- Texto fornecido -
━━━━━━
Há anos se especula que a seda da aranha poderia ser usada para produzir cabos mais fortes que os de aço ou coletes blindados mais eficazes que os de kevlar. Mas há um problema: embora uma aranha comum possa fabricar cinco tipos de seda, ela não produz nenhum deles em grande quantidade. Obter volumes comerciais é impossível -as aranhas são solitárias e exigem uma dieta de insetos vivos, e algumas são canibais; fazer uma criação de aranhas, portanto, está fora de cogitação.
Por isso, os pesquisadores estão tentando desvendar os segredos das fiandeiras, para produzir a seda em laboratório ou transferir geneticamente essa capacidade a outros organismos que sejam capazes de fabricá-la em grande quantidade. Mas os materiais obtidos não têm toda a força, elasticidade e outras qualidades do original.
Alguns cientistas estão tentando reinventar a única seda que é abundante, a do bicho da seda, pensando em materiais que poderiam ir além do sonho dos coletes à prova de balas.
Entre esses pesquisadores está David Kaplan, da Universidade Tufts, perto de Boston. O grupo de trabalho dele, reunindo também colegas das Universidades de Illinois e de Pensilvânia, recentemente desenvolveu matrizes de eletrodos que podem ser impressas em películas de seda flexíveis e degradáveis. Essas matrizes -delgadas a ponto de se moldarem à superfície cerebral- poderão, no futuro, ser usadas no tratamento da epilepsia e de outras doenças.
Há séculos, começando pela China, a seda é produzida comercialmente pelo cultivo do bicho da seda, que é a larva de uma mariposa. Mas, segundo Hayashi, as lagartas só produzem um tipo de fibra, enquanto as aranhas têm "a caixa de ferramentas completa".
David Porter, cientista da Universidade de Sheffield, no Reino Unido, disse que os esforços para fazer um equivalente sintético da seda da aranha não resultam em materiais muito diferentes de outros polímeros. "Quase qualquer um consegue fazer uma seda razoável", disse Porter. "Mas não dá realmente para diferenciá-lo de um bom nylon. Para diferenciar o produto natural, é realmente preciso obter as vantagens que a natureza incorpora."
━━━━━━
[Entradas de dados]

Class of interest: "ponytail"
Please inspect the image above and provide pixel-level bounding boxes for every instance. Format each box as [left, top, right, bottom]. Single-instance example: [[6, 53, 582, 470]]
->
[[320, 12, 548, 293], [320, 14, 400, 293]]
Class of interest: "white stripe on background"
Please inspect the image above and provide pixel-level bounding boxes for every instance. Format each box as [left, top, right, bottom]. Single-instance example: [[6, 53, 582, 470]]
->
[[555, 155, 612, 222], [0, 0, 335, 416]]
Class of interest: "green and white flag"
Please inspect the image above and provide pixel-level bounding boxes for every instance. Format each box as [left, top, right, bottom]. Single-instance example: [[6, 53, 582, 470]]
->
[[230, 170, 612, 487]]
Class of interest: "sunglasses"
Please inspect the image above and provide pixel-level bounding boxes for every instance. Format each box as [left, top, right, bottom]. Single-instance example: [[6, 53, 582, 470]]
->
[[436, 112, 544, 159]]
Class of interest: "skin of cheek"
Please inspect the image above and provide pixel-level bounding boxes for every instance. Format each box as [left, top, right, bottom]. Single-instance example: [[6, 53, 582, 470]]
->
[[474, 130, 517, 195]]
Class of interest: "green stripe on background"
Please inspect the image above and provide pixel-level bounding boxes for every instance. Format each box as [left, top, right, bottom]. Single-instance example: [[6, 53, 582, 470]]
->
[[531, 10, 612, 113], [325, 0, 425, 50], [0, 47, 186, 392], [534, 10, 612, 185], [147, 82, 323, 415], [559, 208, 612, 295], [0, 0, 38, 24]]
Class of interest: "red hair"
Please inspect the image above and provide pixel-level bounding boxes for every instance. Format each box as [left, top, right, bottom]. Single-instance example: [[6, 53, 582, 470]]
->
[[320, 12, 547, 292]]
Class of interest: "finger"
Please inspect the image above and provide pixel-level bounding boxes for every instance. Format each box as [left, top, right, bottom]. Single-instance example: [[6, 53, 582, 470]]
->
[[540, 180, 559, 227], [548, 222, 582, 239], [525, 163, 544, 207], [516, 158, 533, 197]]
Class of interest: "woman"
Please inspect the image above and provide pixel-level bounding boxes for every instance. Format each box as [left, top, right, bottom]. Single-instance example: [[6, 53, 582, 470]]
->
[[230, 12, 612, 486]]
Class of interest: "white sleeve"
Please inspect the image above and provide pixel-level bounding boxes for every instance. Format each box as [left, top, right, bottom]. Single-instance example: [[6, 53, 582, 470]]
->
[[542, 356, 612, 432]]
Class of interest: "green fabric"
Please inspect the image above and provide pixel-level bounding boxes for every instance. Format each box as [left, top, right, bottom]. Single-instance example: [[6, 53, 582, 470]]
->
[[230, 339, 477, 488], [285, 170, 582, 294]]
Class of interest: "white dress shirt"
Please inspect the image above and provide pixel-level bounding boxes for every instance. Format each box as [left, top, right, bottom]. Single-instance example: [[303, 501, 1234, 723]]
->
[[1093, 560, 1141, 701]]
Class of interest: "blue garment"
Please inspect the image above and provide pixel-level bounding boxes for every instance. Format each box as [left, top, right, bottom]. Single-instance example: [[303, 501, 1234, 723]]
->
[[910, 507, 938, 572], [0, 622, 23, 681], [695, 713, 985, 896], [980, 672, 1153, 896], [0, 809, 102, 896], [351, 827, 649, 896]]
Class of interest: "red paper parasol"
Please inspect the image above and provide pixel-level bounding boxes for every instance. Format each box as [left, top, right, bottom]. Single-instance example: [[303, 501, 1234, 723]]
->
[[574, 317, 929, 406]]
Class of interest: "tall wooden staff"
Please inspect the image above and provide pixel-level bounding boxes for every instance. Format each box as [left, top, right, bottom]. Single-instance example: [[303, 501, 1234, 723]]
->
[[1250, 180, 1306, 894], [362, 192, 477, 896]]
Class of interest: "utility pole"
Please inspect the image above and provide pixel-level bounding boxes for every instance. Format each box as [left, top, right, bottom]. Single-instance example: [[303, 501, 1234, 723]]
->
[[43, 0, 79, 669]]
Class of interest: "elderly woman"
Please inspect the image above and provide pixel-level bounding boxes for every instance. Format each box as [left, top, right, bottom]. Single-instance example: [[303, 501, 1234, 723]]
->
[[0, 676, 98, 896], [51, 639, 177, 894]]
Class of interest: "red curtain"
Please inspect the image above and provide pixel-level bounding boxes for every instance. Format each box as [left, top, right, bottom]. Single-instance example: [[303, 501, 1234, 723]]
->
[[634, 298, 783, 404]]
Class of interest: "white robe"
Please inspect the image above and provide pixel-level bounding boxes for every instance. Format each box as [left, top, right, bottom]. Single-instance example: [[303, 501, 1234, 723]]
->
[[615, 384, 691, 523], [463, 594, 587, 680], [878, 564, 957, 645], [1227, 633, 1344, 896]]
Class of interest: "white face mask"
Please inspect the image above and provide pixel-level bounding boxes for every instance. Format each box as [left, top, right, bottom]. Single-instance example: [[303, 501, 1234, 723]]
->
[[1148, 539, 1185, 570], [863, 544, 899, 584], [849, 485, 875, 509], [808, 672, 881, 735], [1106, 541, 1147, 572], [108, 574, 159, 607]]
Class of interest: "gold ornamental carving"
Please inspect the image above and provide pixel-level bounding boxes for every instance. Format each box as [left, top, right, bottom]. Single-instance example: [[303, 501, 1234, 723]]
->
━━━━━━
- Questões de estudo -
1. Segundo o texto sobre a seda de aranha, quantos tipos de seda uma aranha comum pode fabricar?
2. Escreva a continuação do texto sobre a seda de aranha a partir da última frase apresentada.

- Lista de respostas -
1. Cinco tipos.

2.
A seda é uma proteína fibrosa, produzida por glândulas. A seda, que é um líquido no interior do organismo, torna-se sólida ao deixá-lo. As proteínas se dobram de maneiras complexas, dando a cada tipo de seda as suas propriedades únicas. Há limitações para produzir a proteína da seda de aranha em outros organismos, pois o processo de reconstituir as proteínas arruína qualquer padrão relacionado às dobraduras. Mas Kaplan, que passou anos aprendendo os mecanismos fundamentais de montagem da seda, está obtendo progressos. "O processo inteiro", disse ele, "está sendo construído em torno de controlar o teor de água".
Ele acha que, no futuro, plantas transgênicas serão capazes de produzir uma seda da aranha que possa ser colhida como algodão. Enquanto isso, ele trabalha com a seda reconstituída do bicho da seda, criando novos tipos de películas e outros materiais.
A equipe de Kaplan tem se concentrado nas aplicações biomédicas, em campos como a engenharia dos tecidos biológicos. Um pós-doutorando dele desenvolveu um processo térmico que reconstitui lentamente a seda na presença da água.
Isso levou à ideia de fazer córnea artificial. Mas uma córnea precisa ser permeável, então Kaplan chamou um especialista em raios laser, Fiorenzo Omenetto.
Com base no trabalho de Omenetto, películas de seda poderiam ser usadas na criação de biossensores implantáveis ou na administração de medicamentos, pois a seda se dissolveria no organismo liberando a droga.
Uma vantagem da seda, segundo Omenetto, é que a produção de películas e outras estruturas é "limpa" -à base de água e a baixas temperaturas.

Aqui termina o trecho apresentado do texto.